**TASK INSTRUCTIONS**
Transcribe all of the entries, matching each one exactly.
___
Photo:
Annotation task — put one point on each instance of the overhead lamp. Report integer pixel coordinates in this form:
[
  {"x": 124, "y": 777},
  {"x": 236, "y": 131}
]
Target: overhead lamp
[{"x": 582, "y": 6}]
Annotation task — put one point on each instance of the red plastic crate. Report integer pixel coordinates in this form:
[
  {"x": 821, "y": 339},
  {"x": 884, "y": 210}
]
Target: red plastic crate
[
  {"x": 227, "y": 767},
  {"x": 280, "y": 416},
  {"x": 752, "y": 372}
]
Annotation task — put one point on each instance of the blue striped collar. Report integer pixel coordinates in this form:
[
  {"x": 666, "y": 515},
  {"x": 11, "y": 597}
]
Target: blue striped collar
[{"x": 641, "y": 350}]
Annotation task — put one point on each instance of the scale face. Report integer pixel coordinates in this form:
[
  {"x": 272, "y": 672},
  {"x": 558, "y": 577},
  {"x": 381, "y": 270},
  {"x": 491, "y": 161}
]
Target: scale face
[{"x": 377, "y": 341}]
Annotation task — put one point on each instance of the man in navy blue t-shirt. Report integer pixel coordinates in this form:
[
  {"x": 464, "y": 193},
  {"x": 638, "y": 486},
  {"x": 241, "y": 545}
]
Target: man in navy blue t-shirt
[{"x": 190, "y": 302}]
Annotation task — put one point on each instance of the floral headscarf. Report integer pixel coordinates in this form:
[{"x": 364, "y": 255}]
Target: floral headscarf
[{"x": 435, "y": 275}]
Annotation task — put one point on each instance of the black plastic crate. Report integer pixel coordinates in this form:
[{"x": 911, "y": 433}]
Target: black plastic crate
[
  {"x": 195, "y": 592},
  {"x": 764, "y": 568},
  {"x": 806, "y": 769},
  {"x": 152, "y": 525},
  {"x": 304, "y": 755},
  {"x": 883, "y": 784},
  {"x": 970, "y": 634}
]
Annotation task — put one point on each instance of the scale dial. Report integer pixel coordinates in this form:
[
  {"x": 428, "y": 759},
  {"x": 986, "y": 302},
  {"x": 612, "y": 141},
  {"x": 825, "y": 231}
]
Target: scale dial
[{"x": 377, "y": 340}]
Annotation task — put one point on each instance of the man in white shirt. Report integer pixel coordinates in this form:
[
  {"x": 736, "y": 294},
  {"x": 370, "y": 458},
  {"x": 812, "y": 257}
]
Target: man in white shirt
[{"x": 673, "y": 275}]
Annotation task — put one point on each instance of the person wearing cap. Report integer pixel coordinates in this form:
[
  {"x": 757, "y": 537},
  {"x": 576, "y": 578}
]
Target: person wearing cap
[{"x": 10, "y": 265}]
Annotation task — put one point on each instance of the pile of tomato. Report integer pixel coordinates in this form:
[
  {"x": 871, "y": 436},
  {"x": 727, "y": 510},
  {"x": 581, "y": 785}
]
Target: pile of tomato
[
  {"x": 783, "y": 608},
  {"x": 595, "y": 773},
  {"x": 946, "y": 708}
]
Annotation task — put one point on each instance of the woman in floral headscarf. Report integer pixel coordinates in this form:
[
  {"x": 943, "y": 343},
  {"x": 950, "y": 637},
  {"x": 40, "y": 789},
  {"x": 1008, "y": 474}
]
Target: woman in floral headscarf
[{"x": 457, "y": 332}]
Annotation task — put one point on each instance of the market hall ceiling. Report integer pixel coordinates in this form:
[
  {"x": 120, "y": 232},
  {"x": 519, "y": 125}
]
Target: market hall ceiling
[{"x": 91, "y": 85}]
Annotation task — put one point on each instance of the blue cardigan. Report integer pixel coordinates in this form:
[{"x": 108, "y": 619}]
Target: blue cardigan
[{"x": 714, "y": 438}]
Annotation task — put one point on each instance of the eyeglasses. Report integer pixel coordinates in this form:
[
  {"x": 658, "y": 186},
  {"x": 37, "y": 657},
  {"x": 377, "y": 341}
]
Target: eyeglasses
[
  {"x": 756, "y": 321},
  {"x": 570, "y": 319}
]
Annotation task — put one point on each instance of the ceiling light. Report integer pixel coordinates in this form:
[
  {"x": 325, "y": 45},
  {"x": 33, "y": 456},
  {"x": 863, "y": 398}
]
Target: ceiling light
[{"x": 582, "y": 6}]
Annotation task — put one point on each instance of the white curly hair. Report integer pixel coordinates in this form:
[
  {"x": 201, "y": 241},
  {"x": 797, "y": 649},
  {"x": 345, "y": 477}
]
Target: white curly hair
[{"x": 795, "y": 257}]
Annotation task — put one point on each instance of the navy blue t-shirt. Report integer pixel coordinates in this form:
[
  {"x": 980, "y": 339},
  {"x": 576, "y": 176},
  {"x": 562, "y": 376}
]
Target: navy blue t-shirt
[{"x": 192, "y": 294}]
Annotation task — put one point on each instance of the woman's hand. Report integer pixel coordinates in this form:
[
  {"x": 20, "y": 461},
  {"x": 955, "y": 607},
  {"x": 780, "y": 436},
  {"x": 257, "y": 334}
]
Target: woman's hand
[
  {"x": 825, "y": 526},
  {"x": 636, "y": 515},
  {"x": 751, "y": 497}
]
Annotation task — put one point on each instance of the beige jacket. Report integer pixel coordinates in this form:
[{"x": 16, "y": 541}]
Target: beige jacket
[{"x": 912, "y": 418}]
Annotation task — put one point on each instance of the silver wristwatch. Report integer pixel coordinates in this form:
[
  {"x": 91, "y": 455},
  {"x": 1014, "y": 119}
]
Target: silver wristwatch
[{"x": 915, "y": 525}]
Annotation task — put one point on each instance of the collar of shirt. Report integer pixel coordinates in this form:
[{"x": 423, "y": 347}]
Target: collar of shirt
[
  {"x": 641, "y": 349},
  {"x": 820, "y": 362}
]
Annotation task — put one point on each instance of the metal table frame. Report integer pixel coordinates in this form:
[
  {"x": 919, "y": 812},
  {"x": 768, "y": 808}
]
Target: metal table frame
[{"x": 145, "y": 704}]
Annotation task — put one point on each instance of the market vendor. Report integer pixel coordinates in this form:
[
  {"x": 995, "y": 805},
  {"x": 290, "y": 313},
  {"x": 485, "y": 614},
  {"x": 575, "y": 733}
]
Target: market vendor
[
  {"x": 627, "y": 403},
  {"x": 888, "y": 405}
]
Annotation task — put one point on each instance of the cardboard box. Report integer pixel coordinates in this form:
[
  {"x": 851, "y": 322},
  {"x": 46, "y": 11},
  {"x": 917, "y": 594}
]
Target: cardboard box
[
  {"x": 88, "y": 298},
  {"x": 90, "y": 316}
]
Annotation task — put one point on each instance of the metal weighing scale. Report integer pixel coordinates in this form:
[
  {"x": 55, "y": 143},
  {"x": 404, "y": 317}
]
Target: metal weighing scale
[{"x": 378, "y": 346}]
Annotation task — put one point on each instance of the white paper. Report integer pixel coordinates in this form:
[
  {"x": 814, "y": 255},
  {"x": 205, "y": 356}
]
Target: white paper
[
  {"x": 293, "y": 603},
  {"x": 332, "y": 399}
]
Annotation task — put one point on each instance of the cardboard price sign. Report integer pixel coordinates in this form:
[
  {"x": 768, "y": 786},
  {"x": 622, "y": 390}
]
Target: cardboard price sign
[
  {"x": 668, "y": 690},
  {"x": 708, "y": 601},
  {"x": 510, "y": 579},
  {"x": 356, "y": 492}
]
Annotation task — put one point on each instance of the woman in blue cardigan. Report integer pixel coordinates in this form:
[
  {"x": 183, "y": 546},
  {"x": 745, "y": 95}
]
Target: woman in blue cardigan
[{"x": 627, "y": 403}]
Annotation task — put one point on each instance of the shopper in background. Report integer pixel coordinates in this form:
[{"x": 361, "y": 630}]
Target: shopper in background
___
**REPLY TO THE EXERCISE**
Photo:
Annotation task — put one point on each instance of the overhead lamp. Report integer pixel coordinates in this form:
[
  {"x": 124, "y": 777},
  {"x": 236, "y": 131}
]
Target: overhead lamp
[{"x": 582, "y": 6}]
Annotation task — put one point on each instance of the red plastic crate. Report integer pixel coordinates in this form:
[
  {"x": 821, "y": 339},
  {"x": 884, "y": 210}
]
Target: red plastic crate
[
  {"x": 227, "y": 767},
  {"x": 280, "y": 416},
  {"x": 752, "y": 372}
]
Annotation task — put one point on each instance of the blue striped collar. Report integer pixel coordinates in this form:
[
  {"x": 666, "y": 515},
  {"x": 11, "y": 597}
]
Target: blue striped collar
[{"x": 641, "y": 350}]
Annotation task — put one point on each instance of the scale face. Report integer pixel coordinates in this form:
[
  {"x": 272, "y": 672},
  {"x": 558, "y": 577},
  {"x": 381, "y": 270},
  {"x": 491, "y": 161}
]
Target: scale face
[{"x": 377, "y": 341}]
Annotation task — put one point on each instance of the man in navy blue t-shirt. Report integer pixel coordinates in this form:
[
  {"x": 464, "y": 193},
  {"x": 638, "y": 486},
  {"x": 241, "y": 545}
]
Target: man in navy blue t-shirt
[{"x": 190, "y": 302}]
Annotation task — put one point on each instance of the floral headscarf. Report integer pixel coordinates in this form:
[{"x": 364, "y": 255}]
Target: floral headscarf
[{"x": 435, "y": 275}]
Annotation task — put one point on each instance of the black plastic crate. Report integer pixel coordinates in this form:
[{"x": 911, "y": 433}]
Target: black plastic crate
[
  {"x": 195, "y": 592},
  {"x": 764, "y": 568},
  {"x": 806, "y": 769},
  {"x": 152, "y": 525},
  {"x": 304, "y": 755},
  {"x": 883, "y": 784},
  {"x": 970, "y": 634}
]
Annotation task — put one point on each instance of the scale dial. Report integer pixel coordinates in this form:
[
  {"x": 428, "y": 759},
  {"x": 986, "y": 302},
  {"x": 612, "y": 141},
  {"x": 825, "y": 231}
]
Target: scale dial
[{"x": 377, "y": 340}]
Annotation task — put one point on each instance of the man in white shirt. Report integer pixel coordinates in this form:
[
  {"x": 736, "y": 294},
  {"x": 370, "y": 458},
  {"x": 812, "y": 257}
]
Target: man in white shirt
[{"x": 673, "y": 275}]
Annotation task — put one point on each instance of the person wearing cap. Report integer pixel coordinates in this form:
[
  {"x": 757, "y": 537},
  {"x": 576, "y": 578}
]
Target: person wearing cap
[{"x": 10, "y": 265}]
Annotation task — put one point on each instance of the pile of tomato. Report integer pixel coordinates in this form:
[
  {"x": 871, "y": 436},
  {"x": 727, "y": 510},
  {"x": 581, "y": 785}
]
Target: pile of tomato
[
  {"x": 783, "y": 608},
  {"x": 595, "y": 773},
  {"x": 946, "y": 708}
]
Annotation task — put one point on each instance of the woman in floral headscarf. Report integer pixel coordinates in this form:
[
  {"x": 943, "y": 343},
  {"x": 950, "y": 637},
  {"x": 40, "y": 789},
  {"x": 1008, "y": 474}
]
Target: woman in floral headscarf
[{"x": 457, "y": 332}]
Annotation task — put one point on each instance of the market hall ceiling. Report integer pixel coordinates in this form:
[
  {"x": 120, "y": 232},
  {"x": 519, "y": 125}
]
Target: market hall ceiling
[{"x": 91, "y": 85}]
Annotation task — put one point on each instance of the blue cardigan. Report integer pixel coordinates in this form:
[{"x": 108, "y": 619}]
Target: blue cardigan
[{"x": 714, "y": 438}]
Annotation task — put one point on each instance of the eyeglasses. Report integer pixel coordinates in this form:
[
  {"x": 658, "y": 186},
  {"x": 37, "y": 657},
  {"x": 377, "y": 341}
]
Target: eyeglasses
[
  {"x": 756, "y": 321},
  {"x": 570, "y": 319}
]
Annotation task — put one point on each instance of the ceiling light. Report integer pixel coordinates in this form:
[
  {"x": 325, "y": 45},
  {"x": 33, "y": 456},
  {"x": 863, "y": 398}
]
Target: ceiling light
[{"x": 582, "y": 6}]
Annotation task — put one point on each instance of the white curly hair. Report integer pixel coordinates in this form:
[
  {"x": 201, "y": 241},
  {"x": 797, "y": 649},
  {"x": 345, "y": 477}
]
Target: white curly hair
[{"x": 795, "y": 257}]
Annotation task — put one point on each instance of the navy blue t-shirt. Report integer pixel coordinates in this form:
[
  {"x": 980, "y": 339},
  {"x": 576, "y": 176},
  {"x": 562, "y": 376}
]
Target: navy blue t-shirt
[{"x": 192, "y": 294}]
Annotation task — put one point on each instance of the woman's hand. Report integer pixel coordinates in this form:
[
  {"x": 20, "y": 461},
  {"x": 955, "y": 607},
  {"x": 780, "y": 436},
  {"x": 257, "y": 334}
]
Target: woman's hand
[
  {"x": 825, "y": 526},
  {"x": 636, "y": 515},
  {"x": 751, "y": 497}
]
Annotation task — put one point on each instance of the beige jacket. Report integer pixel coordinates in this form:
[{"x": 16, "y": 541}]
Target: beige jacket
[{"x": 912, "y": 418}]
Annotation task — put one point on each instance of the silver wristwatch. Report integer pixel coordinates in this form:
[
  {"x": 91, "y": 455},
  {"x": 1014, "y": 119}
]
Target: silver wristwatch
[{"x": 915, "y": 525}]
Annotation task — put one point on each instance of the collar of shirt. Report integer pixel coordinates in this form:
[{"x": 423, "y": 347}]
Target: collar of shirt
[
  {"x": 641, "y": 349},
  {"x": 820, "y": 362}
]
Annotation task — put one point on each instance of the metal table frame. Report integer pixel coordinates in this form:
[
  {"x": 919, "y": 812},
  {"x": 768, "y": 808}
]
Target: metal table frame
[{"x": 145, "y": 704}]
Annotation task — put one point on each instance of the market vendor. Report integer pixel coordinates in this form:
[
  {"x": 995, "y": 805},
  {"x": 290, "y": 313},
  {"x": 485, "y": 614},
  {"x": 575, "y": 733}
]
Target: market vendor
[
  {"x": 627, "y": 403},
  {"x": 888, "y": 405}
]
Annotation task — put one point on each instance of the cardboard box. Report integer pixel coordinates in this form:
[
  {"x": 851, "y": 322},
  {"x": 46, "y": 11},
  {"x": 917, "y": 594}
]
Target: cardboard box
[
  {"x": 88, "y": 298},
  {"x": 90, "y": 316}
]
Annotation task — put one point on each instance of the metal weighing scale. Report integer pixel coordinates in this form:
[
  {"x": 55, "y": 143},
  {"x": 404, "y": 317}
]
Target: metal weighing scale
[{"x": 378, "y": 346}]
Annotation task — put one point on each instance of the white paper. Report integer pixel coordinates in this form:
[
  {"x": 814, "y": 255},
  {"x": 205, "y": 356}
]
Target: white paper
[
  {"x": 293, "y": 603},
  {"x": 332, "y": 399}
]
Annotation task — put one point on each instance of the cardboard price sign. Report integer pixel coordinates in this form:
[
  {"x": 768, "y": 786},
  {"x": 622, "y": 390}
]
Target: cardboard price sign
[
  {"x": 668, "y": 690},
  {"x": 708, "y": 601},
  {"x": 510, "y": 579},
  {"x": 356, "y": 492}
]
Annotation task — put one point on each instance of the woman in blue cardigan. Report integer pixel coordinates in this form:
[
  {"x": 183, "y": 546},
  {"x": 745, "y": 95}
]
Target: woman in blue cardigan
[{"x": 627, "y": 403}]
Annotation task — put one point on each instance of the shopper in background. Report integer pixel coordinates in this form:
[{"x": 361, "y": 630}]
Target: shopper in background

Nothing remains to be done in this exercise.